--- DATASET RECORDS ---
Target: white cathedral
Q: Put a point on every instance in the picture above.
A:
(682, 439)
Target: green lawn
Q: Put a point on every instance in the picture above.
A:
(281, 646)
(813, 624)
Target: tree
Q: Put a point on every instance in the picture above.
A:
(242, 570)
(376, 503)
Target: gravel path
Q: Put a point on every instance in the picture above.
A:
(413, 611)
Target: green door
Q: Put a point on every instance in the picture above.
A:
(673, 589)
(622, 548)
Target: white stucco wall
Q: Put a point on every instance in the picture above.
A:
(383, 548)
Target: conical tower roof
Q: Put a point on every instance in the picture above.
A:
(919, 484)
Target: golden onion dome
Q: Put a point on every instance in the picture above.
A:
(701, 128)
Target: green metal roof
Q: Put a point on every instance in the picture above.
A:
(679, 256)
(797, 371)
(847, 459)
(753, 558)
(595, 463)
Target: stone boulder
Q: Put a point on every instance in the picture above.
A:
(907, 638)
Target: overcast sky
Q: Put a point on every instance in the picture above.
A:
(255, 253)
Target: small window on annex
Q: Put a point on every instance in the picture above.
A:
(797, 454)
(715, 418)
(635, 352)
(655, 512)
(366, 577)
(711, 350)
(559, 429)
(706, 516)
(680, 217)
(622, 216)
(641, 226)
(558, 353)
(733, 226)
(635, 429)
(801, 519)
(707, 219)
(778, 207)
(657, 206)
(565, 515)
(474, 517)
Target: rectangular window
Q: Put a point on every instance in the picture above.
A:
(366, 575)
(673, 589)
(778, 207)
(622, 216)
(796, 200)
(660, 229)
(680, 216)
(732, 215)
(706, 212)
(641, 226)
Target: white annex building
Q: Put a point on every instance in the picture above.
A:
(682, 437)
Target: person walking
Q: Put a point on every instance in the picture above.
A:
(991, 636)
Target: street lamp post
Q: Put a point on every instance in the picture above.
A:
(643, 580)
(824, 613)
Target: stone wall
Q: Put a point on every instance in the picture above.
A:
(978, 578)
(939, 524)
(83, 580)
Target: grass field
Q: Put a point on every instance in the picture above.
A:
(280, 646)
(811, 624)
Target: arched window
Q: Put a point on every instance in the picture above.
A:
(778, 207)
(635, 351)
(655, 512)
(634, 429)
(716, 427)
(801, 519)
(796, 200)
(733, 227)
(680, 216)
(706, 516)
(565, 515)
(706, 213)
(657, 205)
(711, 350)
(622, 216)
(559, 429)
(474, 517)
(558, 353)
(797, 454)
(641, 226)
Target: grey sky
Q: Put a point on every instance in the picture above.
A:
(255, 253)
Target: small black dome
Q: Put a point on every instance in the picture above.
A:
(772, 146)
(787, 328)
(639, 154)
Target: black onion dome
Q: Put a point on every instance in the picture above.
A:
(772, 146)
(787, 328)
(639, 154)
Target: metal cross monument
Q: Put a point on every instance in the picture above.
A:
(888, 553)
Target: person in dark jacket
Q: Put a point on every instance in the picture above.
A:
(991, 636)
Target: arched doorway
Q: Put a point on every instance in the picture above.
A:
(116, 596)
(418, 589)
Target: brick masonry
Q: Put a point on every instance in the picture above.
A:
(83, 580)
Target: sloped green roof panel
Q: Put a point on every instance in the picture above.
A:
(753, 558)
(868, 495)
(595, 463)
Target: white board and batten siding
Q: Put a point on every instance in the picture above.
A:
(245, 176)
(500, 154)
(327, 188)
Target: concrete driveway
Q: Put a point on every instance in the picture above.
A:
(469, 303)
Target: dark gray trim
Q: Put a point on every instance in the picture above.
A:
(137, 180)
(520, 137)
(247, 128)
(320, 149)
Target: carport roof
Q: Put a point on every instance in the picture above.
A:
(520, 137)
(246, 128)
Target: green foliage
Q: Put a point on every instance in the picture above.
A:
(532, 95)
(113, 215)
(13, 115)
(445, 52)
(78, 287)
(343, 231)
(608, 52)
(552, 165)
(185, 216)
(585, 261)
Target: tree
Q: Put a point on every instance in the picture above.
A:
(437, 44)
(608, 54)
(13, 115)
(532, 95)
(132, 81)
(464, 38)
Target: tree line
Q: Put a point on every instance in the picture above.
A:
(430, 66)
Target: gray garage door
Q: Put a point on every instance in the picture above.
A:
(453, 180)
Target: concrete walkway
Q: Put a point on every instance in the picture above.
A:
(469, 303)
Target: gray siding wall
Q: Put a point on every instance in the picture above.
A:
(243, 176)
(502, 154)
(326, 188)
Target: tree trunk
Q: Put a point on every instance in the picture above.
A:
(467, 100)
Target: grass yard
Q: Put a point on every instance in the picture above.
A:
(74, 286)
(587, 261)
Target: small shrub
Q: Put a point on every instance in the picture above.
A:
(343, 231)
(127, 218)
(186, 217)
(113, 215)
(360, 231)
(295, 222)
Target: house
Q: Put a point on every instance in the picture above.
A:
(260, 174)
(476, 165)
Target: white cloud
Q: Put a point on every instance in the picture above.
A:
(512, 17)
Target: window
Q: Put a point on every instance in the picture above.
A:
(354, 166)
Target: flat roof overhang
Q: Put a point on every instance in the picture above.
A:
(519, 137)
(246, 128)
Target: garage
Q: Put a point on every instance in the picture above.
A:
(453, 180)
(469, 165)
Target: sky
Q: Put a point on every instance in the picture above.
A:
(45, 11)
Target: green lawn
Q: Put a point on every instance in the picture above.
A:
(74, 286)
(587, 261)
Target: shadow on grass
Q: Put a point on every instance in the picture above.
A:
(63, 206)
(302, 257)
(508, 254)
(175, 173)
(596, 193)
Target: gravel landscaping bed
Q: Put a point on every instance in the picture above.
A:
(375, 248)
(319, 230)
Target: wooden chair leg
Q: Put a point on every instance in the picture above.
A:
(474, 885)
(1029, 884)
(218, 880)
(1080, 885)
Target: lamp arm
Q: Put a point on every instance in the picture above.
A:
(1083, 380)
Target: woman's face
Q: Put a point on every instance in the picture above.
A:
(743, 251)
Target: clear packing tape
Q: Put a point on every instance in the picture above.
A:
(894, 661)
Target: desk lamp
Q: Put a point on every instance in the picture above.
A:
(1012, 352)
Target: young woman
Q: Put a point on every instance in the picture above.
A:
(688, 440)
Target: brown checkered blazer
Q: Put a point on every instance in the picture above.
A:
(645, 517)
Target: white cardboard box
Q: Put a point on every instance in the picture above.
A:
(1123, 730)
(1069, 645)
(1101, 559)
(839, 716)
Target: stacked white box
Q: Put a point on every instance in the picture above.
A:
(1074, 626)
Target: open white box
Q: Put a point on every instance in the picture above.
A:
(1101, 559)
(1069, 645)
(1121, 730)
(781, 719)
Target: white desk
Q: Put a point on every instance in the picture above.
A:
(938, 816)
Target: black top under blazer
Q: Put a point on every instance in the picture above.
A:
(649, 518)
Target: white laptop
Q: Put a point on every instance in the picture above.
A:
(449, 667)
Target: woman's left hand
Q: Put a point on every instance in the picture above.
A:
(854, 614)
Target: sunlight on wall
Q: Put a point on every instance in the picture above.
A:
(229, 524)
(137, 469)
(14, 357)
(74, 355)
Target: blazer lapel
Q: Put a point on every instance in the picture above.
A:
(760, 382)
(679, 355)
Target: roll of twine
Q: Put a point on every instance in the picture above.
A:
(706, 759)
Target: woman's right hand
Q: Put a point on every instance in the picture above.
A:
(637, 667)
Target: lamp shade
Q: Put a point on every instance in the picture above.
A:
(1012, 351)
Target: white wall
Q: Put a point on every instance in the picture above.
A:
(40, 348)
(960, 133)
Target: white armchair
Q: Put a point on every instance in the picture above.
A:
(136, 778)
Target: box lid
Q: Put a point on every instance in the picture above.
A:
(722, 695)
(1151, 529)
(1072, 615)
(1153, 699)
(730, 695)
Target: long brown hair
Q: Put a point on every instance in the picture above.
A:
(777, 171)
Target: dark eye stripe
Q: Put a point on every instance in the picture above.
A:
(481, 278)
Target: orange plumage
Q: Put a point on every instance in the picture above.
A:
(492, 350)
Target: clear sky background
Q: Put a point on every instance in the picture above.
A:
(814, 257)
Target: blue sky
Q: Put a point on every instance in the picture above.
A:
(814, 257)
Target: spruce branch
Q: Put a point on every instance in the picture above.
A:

--- AIM OF THE EXERCISE ---
Reproduce the part of the data that opens with the line containing "Target: woman's right hand" and closes at the end of the data, with both ends included.

--- OUTPUT OF THE TASK ---
Target: woman's right hand
Q: Put a point on every instance in the picture above.
A:
(637, 667)
Target: lamp shade
Q: Put a point on every instance in the picture above.
A:
(1012, 351)
Target: white wall
Q: Put a point on every instance in the picture above.
A:
(40, 348)
(960, 133)
Target: white armchair
Q: Put a point on every instance in the picture above.
A:
(136, 778)
Target: box lid
Q: Put a point on every instance in the picture above.
A:
(722, 695)
(1151, 529)
(1072, 615)
(1153, 699)
(730, 695)
Target: long brown hair
Q: Put a point on every instance in the picture above.
A:
(777, 171)
Target: dark eye stripe
Q: Put a point on every instance in the picture above.
A:
(481, 278)
Target: orange plumage
Q: Put a point on every instance in the picture above.
A:
(492, 350)
Target: clear sky background
Q: Put a point on every instance in the picture above.
A:
(814, 257)
Target: blue sky
Q: Put a point on every instance in the picture above.
A:
(814, 257)
Target: spruce branch
Q: Put a point on every instance in the picture above.
A:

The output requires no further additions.